Exact transcription of the records is required.

++++ RECORD EXTRACTS

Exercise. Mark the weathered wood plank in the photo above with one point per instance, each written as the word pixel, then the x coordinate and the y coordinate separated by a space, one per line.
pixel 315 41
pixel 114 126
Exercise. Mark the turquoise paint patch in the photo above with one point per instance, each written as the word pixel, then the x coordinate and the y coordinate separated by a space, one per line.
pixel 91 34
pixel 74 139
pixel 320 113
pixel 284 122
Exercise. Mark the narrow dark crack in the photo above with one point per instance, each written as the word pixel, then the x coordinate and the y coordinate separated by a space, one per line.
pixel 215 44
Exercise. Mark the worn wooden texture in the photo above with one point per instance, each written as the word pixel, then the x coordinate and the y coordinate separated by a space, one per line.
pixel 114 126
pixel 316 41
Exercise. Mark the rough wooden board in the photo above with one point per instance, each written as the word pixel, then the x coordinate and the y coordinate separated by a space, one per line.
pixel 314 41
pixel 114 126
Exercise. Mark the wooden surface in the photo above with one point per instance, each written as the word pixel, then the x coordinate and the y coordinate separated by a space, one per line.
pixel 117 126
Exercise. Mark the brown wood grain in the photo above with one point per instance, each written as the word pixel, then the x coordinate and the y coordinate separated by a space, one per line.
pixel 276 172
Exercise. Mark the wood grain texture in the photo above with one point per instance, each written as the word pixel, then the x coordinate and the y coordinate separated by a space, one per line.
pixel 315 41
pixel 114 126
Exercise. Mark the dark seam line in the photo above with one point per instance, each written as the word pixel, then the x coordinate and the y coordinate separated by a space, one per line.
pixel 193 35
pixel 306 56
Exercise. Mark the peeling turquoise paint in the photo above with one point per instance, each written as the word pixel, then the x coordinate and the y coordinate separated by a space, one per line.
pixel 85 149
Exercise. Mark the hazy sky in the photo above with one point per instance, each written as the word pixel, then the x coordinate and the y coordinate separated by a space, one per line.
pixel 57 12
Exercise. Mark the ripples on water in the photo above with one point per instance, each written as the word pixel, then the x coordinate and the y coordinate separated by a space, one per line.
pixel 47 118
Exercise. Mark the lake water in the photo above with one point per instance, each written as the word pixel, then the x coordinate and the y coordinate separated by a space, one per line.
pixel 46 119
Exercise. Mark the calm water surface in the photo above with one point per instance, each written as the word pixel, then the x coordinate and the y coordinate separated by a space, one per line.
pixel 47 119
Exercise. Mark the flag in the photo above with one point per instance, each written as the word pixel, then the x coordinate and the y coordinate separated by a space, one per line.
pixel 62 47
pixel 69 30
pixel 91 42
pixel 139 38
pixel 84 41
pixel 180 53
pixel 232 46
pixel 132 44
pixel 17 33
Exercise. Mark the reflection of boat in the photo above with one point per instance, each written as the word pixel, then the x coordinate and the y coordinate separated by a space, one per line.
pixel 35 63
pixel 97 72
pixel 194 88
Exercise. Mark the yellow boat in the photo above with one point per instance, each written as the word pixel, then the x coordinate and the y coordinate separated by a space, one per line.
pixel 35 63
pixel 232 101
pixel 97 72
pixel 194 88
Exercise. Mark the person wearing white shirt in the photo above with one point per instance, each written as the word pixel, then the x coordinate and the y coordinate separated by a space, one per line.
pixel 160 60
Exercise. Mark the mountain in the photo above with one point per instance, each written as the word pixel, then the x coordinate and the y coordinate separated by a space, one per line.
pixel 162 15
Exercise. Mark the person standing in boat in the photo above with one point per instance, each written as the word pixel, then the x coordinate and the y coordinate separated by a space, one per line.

++++++++

— RESULT BELOW —
Exercise. Mark the weathered wood plank in the photo above with one point per instance, each written as the word pixel, then the x coordinate and the y coordinate separated by a space, one per line.
pixel 315 41
pixel 114 126
Exercise. Mark the turquoise paint patch in the photo above with one point per instance, each written as the word pixel, then the x coordinate and the y coordinate separated by a space, one per line.
pixel 91 34
pixel 74 139
pixel 320 113
pixel 284 122
Exercise. Mark the narrow dark crack in the photo above with one point per instance, each written as the word pixel, then the x coordinate and the y coordinate separated by a space, one per line.
pixel 215 44
Exercise. Mark the worn wooden texture in the photo above with one point per instance, each written as the word pixel, then the x coordinate and the y coordinate separated by a space, one per line.
pixel 114 126
pixel 316 41
Exercise. Mark the rough wooden board in the photo above with one point per instance, each written as the word pixel, then the x coordinate and the y coordinate separated by a space, one per line.
pixel 314 41
pixel 114 126
Exercise. Mark the wooden surface in the photo above with one point per instance, each written as the word pixel, then the x coordinate and the y coordinate separated by a space, one per line.
pixel 117 126
Exercise. Mark the brown wood grain in the photo above with one point per instance, each written as the word pixel, then the x coordinate and the y coordinate separated by a space, one per line.
pixel 276 172
Exercise. Mark the wood grain texture in the photo above with one point per instance, each written as the word pixel, then the x coordinate and the y coordinate separated by a space, one per line.
pixel 315 41
pixel 114 126
Exercise. Mark the dark seam line in the photo above with one point per instance, each written as the word pixel, then the x coordinate and the y coordinate separated by a space, one per line.
pixel 193 35
pixel 306 56
Exercise. Mark the peeling turquoise paint in the photo above with one point per instance, each written as the word pixel, then the x coordinate and the y coordinate separated by a space, one per line.
pixel 85 149
Exercise. Mark the hazy sky in the photo above with one point per instance, each written as the word pixel, then the x coordinate and the y coordinate separated by a space, one per line.
pixel 57 12
Exercise. Mark the ripples on water in the photo above with one point per instance, each written as the word pixel, then the x coordinate and the y coordinate separated by a space, one per line.
pixel 47 118
Exercise. Mark the lake water in the photo above with one point per instance, each written as the word pixel, then the x coordinate and the y coordinate separated by a space, one per line.
pixel 46 119
Exercise. Mark the calm water surface in the photo above with one point per instance, each written as the word pixel, then the x coordinate and the y coordinate separated by a space, one per line.
pixel 47 119
Exercise. Mark the flag in the photo above with one point per instance, each written as the word pixel, then the x coordinate and the y coordinate separated by a space, one per line.
pixel 62 47
pixel 69 30
pixel 91 42
pixel 139 38
pixel 84 41
pixel 180 53
pixel 232 46
pixel 132 44
pixel 17 33
Exercise. Mark the reflection of boat in the photo above with one point per instance, each written as the word pixel, then the x coordinate and the y coordinate separated by a space, one per line.
pixel 35 63
pixel 97 72
pixel 194 88
Exercise. Mark the yellow boat in the photo above with one point per instance, each written as the word pixel, then the x coordinate and the y coordinate separated by a space, one per line.
pixel 35 63
pixel 232 101
pixel 97 72
pixel 194 88
Exercise. Mark the person wearing white shirt in the photo above with one point per instance, each written as the word pixel, then the x coordinate and the y coordinate separated by a space, one per line.
pixel 160 60
Exercise. Mark the mountain in the photo above with one point per instance, each written as the word pixel, then the x coordinate and the y coordinate separated by a space, one per line.
pixel 162 15
Exercise. Mark the person standing in boat in the photo above with one point per instance, each written as the word pixel, then the x coordinate and the y coordinate separated by a space, one per line.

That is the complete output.